Exercise brief:
Transcribe all of the records precisely as they are presented.

[Location labeling records]
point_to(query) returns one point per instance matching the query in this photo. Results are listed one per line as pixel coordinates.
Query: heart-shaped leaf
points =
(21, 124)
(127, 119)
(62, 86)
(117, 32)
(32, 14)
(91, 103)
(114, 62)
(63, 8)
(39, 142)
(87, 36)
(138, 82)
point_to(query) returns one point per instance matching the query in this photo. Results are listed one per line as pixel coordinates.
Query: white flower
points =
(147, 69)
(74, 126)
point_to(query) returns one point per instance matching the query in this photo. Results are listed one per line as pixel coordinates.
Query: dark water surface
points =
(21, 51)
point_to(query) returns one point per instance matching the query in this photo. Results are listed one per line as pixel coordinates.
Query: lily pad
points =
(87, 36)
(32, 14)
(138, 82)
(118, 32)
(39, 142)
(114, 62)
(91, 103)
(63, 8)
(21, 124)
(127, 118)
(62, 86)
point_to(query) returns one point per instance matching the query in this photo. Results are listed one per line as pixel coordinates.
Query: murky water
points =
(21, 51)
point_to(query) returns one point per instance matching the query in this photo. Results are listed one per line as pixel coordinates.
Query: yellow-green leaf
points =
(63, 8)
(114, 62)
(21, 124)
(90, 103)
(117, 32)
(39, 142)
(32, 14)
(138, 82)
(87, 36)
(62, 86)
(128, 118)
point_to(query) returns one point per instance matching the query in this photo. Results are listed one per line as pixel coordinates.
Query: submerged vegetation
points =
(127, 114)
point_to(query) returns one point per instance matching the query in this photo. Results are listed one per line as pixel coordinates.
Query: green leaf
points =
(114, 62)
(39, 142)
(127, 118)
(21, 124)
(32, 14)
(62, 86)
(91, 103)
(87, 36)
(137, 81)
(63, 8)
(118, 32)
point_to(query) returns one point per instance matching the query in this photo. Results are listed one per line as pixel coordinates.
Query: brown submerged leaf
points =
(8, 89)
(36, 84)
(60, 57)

Exercise answer:
point_to(query) returns one point per instance matching the query in this photo. Results are listed one per line as pixel coordinates.
Query: heart-shaped leaf
points =
(21, 124)
(127, 119)
(62, 86)
(117, 32)
(32, 14)
(91, 103)
(114, 62)
(63, 8)
(39, 142)
(87, 36)
(138, 82)
point_to(query) returns one point per instance matching the query in this photo. Results are listed one per line as pixel coordinates.
Query: white flower
points =
(147, 69)
(74, 126)
point_to(query) returns one point per instance matching the query in this photo. Results are listed one per line as pixel coordinates.
Query: dark water surface
points =
(21, 51)
point_to(query) returns one point per instance matching the query in this photo. Results are listed one per line as pixel coordinates.
Query: lily pad
points =
(87, 36)
(32, 14)
(138, 82)
(118, 32)
(39, 142)
(114, 62)
(91, 103)
(63, 8)
(21, 124)
(127, 118)
(62, 86)
point_to(query) returns one point per instance matching the query in this photo. Results are listed one per line as pixel coordinates.
Query: murky water
points =
(21, 51)
point_to(query) returns one point per instance matching the query in this photo. Results are listed one per line as pixel coordinates.
Query: yellow-green leaf
points =
(63, 8)
(114, 62)
(21, 124)
(90, 103)
(117, 32)
(39, 142)
(32, 14)
(138, 82)
(87, 36)
(62, 86)
(128, 118)
point_to(query) returns one point per instance matching the query in this photo. Results are listed one per line as pixel coordinates.
Query: submerged vegetation
points =
(127, 114)
point_to(query) returns one point per instance matching the query in this photo. Results are listed one per line as pixel coordinates.
Query: green leaf
points =
(114, 62)
(39, 142)
(127, 118)
(21, 124)
(32, 14)
(62, 86)
(91, 103)
(87, 36)
(137, 81)
(63, 8)
(118, 32)
point_to(query) returns one point per instance matching the query in this photo. Results are listed one per line as pixel coordinates.
Query: brown submerged leaf
points =
(8, 89)
(36, 84)
(60, 57)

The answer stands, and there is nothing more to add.